Exercise requirements →
Exactly reproduce the lines that follow.
━━━━━━━━━━━━━━━━━━━━
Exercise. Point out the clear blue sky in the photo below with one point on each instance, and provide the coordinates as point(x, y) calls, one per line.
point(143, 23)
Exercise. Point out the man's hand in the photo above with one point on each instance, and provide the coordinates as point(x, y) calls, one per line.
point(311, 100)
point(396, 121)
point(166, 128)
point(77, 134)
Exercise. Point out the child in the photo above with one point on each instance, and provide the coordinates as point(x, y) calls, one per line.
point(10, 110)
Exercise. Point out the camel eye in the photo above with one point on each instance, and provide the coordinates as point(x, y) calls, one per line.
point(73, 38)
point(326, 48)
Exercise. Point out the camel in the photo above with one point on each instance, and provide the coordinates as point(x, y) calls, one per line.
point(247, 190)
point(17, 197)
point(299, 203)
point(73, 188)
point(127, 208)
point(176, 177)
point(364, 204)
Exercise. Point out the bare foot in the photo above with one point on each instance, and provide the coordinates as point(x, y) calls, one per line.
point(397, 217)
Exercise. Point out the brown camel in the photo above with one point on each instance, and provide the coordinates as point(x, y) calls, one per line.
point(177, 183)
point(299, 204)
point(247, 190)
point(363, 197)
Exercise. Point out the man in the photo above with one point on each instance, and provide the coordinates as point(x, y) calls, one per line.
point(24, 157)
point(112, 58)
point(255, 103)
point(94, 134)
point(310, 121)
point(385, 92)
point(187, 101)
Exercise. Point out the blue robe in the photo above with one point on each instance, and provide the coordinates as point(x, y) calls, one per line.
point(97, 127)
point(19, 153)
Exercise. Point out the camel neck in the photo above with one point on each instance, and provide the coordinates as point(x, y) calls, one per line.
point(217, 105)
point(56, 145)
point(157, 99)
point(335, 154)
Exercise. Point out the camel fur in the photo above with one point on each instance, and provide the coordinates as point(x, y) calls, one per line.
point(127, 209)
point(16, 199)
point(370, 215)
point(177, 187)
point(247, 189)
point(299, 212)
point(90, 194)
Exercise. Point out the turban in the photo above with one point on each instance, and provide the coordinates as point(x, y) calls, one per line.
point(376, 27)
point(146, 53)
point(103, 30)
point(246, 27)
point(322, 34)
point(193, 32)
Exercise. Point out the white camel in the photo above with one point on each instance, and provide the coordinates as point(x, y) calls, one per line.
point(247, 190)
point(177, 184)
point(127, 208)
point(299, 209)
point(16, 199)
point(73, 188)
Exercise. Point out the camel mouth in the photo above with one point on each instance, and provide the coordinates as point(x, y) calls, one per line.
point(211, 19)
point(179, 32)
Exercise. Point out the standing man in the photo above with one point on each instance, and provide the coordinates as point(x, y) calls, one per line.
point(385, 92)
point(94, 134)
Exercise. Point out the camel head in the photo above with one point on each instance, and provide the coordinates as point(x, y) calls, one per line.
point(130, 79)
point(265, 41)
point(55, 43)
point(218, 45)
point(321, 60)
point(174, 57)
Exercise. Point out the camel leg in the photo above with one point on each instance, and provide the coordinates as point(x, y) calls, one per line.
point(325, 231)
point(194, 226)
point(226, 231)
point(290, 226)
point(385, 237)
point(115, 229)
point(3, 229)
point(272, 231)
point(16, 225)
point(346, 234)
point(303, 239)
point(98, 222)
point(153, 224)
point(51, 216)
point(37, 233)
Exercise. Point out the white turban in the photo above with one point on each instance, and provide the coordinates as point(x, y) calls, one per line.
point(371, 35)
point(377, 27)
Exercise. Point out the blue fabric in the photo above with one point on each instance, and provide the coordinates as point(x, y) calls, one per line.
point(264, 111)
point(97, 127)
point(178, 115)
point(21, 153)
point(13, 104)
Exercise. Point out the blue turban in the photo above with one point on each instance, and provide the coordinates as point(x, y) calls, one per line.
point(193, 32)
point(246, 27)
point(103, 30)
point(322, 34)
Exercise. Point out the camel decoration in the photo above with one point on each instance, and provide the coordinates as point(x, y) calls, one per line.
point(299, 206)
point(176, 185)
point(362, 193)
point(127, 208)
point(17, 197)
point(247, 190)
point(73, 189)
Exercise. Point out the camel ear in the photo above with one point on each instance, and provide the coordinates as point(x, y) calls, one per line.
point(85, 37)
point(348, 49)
━━━━━━━━━━━━━━━━━━━━
Answer for this exercise →
Exercise. Point out the clear blue sky in the photo below with one point on each instance, and provide the coordinates as point(x, y) calls, one per line.
point(143, 23)
Exercise. Point out the man's hand in the photo above with one point on each instance, and provide the coordinates as point(x, y) calls, one per line.
point(311, 100)
point(396, 121)
point(166, 128)
point(77, 134)
Exercise. Point out the child in the photo above with one point on each instance, and provide the coordinates as point(x, y) calls, one per line.
point(10, 110)
Exercise. Point out the camel eye in the photo above with one point on each instance, and provide the coordinates as point(x, y) calls, one per line.
point(73, 38)
point(326, 48)
Exercise. Point out the camel in the photo above with one point on each instance, and provide the coordinates as point(x, y) calls, one per line.
point(247, 190)
point(17, 197)
point(299, 203)
point(73, 188)
point(127, 208)
point(176, 177)
point(364, 204)
Exercise. Point out the bare foot in the photo above with one point on each instance, and provide the coordinates as point(x, y) calls, one per line.
point(397, 217)
Exercise. Point out the brown camel in the photo above with one point on each instance, and provide the coordinates as point(x, y) calls, one per line.
point(177, 183)
point(299, 204)
point(247, 190)
point(363, 197)
Exercise. Point out the man in the photo above with one point on each instance, and provide the coordinates as point(x, y) calls, one per line.
point(24, 157)
point(112, 58)
point(255, 103)
point(94, 134)
point(310, 121)
point(385, 92)
point(187, 101)
Exercise. Point out the blue robe in the photo above with one point on each instance, and provide the coordinates as point(x, y) calls, one per line.
point(97, 127)
point(19, 153)
Exercise. Point out the camel neck in the photo above with one point on each instance, and provide the coordinates as point(x, y) calls, one per line.
point(217, 105)
point(56, 145)
point(157, 99)
point(335, 154)
Exercise. Point out the camel fur in the photo above with one point on each instance, and provide the coordinates as point(x, y) calls, one per line.
point(127, 209)
point(16, 199)
point(370, 215)
point(177, 187)
point(247, 189)
point(299, 212)
point(90, 194)
Exercise. Point out the turban in the photo above with one point on each instance, and provide the coordinates as point(x, y) calls, one per line.
point(376, 27)
point(146, 53)
point(103, 30)
point(246, 27)
point(322, 34)
point(193, 32)
Exercise. Point out the white camel in the photo above with one point on each instance, and provide the coordinates as point(x, y) calls, one per line.
point(247, 190)
point(177, 184)
point(127, 208)
point(299, 209)
point(16, 199)
point(73, 188)
Exercise. Point out the camel mouth in the photo above with one point on each instance, and provide the coordinates as point(x, y) calls, one per line.
point(211, 19)
point(179, 32)
Exercise. Point out the standing man in the photo above with one point on each instance, and provide the coordinates as point(x, y) calls, one per line.
point(385, 92)
point(94, 134)
Exercise. Point out the camel head in the photo above with one point on each instance, and provide the coordinates as point(x, y) calls, one per line.
point(130, 79)
point(265, 41)
point(55, 43)
point(218, 45)
point(321, 60)
point(174, 57)
Exercise. Point out the camel leg in the photo above with one point on each instance, and provide the coordinates as point(x, y) calls, one per line.
point(325, 231)
point(194, 226)
point(226, 231)
point(290, 226)
point(385, 237)
point(115, 229)
point(3, 229)
point(272, 231)
point(16, 225)
point(346, 234)
point(303, 239)
point(98, 222)
point(153, 224)
point(51, 216)
point(37, 233)
Exercise. Point out the white turban in the photo above with one point on each instance, and provide the coordinates as point(x, y) calls, one per line.
point(371, 35)
point(377, 27)
Exercise. Point out the blue fabric in the photo above with one point on each instance, and provide the coordinates as point(x, y) calls, one per line.
point(264, 111)
point(97, 127)
point(178, 115)
point(21, 153)
point(13, 104)
Exercise. Point out the blue turban in the photo above with one point on each instance, and provide the coordinates as point(x, y) calls, one per line.
point(193, 32)
point(246, 27)
point(103, 30)
point(322, 34)
Exercise. Point out the camel decoration in the photo above with one point on each instance, and provide the coordinates as point(x, y) calls, one per line.
point(299, 206)
point(176, 185)
point(362, 193)
point(127, 208)
point(17, 197)
point(247, 190)
point(73, 189)
Exercise. Point out the camel ear in the photo above with one point on each instance, and provide the coordinates as point(x, y) calls, one per line.
point(85, 37)
point(348, 49)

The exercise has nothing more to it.